[START INPUT]

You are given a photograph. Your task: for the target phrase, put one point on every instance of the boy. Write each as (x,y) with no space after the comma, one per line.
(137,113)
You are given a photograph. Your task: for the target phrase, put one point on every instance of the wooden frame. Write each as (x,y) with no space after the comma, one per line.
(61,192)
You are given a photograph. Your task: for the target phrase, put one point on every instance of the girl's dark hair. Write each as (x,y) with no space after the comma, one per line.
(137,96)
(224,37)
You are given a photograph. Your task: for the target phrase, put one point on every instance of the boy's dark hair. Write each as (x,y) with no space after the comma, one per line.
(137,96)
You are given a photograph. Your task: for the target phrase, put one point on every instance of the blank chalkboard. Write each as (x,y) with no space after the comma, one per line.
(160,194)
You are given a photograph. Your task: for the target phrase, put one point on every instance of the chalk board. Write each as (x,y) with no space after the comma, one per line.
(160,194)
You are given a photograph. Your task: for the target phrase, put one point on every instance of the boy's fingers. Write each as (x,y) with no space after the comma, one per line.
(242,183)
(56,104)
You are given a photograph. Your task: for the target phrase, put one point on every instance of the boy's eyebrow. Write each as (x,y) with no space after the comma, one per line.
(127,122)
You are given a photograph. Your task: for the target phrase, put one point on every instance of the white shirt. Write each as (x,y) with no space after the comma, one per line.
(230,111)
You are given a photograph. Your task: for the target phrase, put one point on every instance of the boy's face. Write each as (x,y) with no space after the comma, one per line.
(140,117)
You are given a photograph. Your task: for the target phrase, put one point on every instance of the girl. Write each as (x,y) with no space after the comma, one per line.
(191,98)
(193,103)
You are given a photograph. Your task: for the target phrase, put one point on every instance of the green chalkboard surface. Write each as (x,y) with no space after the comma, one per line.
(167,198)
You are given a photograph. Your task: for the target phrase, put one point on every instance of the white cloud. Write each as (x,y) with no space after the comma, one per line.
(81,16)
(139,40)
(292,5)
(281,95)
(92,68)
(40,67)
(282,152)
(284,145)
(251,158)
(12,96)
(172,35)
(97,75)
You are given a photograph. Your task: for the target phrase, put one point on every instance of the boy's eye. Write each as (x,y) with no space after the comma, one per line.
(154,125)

[END INPUT]

TASK GOAL – Reproduce all of the data above verbatim, line for line and in the same order.

WRITTEN REPLY –
You are given a photograph. Your task: for the target phrase, put one point on every instance of the boy. Write each as (x,y) with no space after the comma, one per line.
(137,113)
You are given a photograph. Your task: for the target phrase, put one point on every instance of the wooden frame. Write each as (x,y) with no space after the comma, one per line.
(61,192)
You are given a photograph. Your task: for the target phrase, put one point on every instance of the girl's dark hair. Write each as (x,y) with no space after the comma, one per line.
(137,96)
(224,37)
You are given a photograph. Your task: for the target phrase, put one point on every instance of the boy's dark hair. Write each as (x,y) with no space after the comma, one per line.
(137,96)
You are given a photograph. Your task: for the target phrase, put one point on every instance of the blank chalkboard. Write each as (x,y) with no space after the comma, one per line.
(160,194)
You are given a photograph. Your task: for the target phrase, put one point on every instance of the chalk board. Write each as (x,y) with no space after the comma, one per line.
(160,194)
You are given a photograph. Your task: for the target phrase, put one point on every instance of the boy's fingers. Write each as (x,y) with no space after the comma, one per line.
(242,183)
(56,104)
You are given a photograph. Your task: for the target phrase, put one point on every instance of the boy's eyebrow. Write each as (x,y) with no space after the comma, one per line.
(127,122)
You are given a photograph. Your task: for the target phrase, put one point on every instance of the white shirt. Write each as (x,y) with no space after the comma, one per line.
(230,111)
You are given a photograph. Your task: for the target phrase, put one point on every instance of the boy's face. Write each as (x,y) with no space after the comma, one per line.
(140,117)
You are given a photograph. Your task: for the target phrase, put one point on every instance of the girl. Write each as (x,y) with no space after the comma, one per line.
(191,98)
(193,103)
You are given a photograph. Your task: for the target phrase, put one point on every instance of the green chalkboard surface. Write each as (x,y) with no space after the comma, one per line.
(167,198)
You are given a photograph. Your task: for the target phrase, put one point on every instance of the white cloud. Write each as (x,y) with no space after the comma, one per line.
(81,16)
(139,40)
(292,5)
(281,95)
(92,68)
(40,67)
(282,152)
(284,145)
(251,158)
(12,96)
(172,35)
(97,75)
You are given a photograph. Your task: for the target phrase, put one point on every instance of the boy's eye. Write each as (x,y) with no space after the comma, one per line.
(154,125)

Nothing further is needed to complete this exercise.